### Extracted data
◆ ◆ ◆ ◆ ◆
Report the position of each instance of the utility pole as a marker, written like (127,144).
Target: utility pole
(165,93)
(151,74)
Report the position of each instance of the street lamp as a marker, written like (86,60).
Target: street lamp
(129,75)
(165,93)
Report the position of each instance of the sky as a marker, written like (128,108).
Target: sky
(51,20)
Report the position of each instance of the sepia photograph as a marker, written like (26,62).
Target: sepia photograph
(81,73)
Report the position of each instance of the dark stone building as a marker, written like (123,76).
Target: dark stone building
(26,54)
◆ ◆ ◆ ◆ ◆
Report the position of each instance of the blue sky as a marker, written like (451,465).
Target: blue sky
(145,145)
◆ ◆ ◆ ◆ ◆
### Assignment
Retrieve every line above holding the word "written".

### Result below
Report the position of each instance of the utility pole as a marker, written like (127,144).
Report the position of each instance of the street lamp as a marker, written like (86,60).
Report the position of each instance of the sky as a marker, written like (128,108).
Report the position of each instance of the sepia photograph as a marker, written like (26,62).
Report the position of each instance of the dark stone building as a marker, written like (123,76).
Report the position of each instance of the blue sky as a marker, written like (451,465).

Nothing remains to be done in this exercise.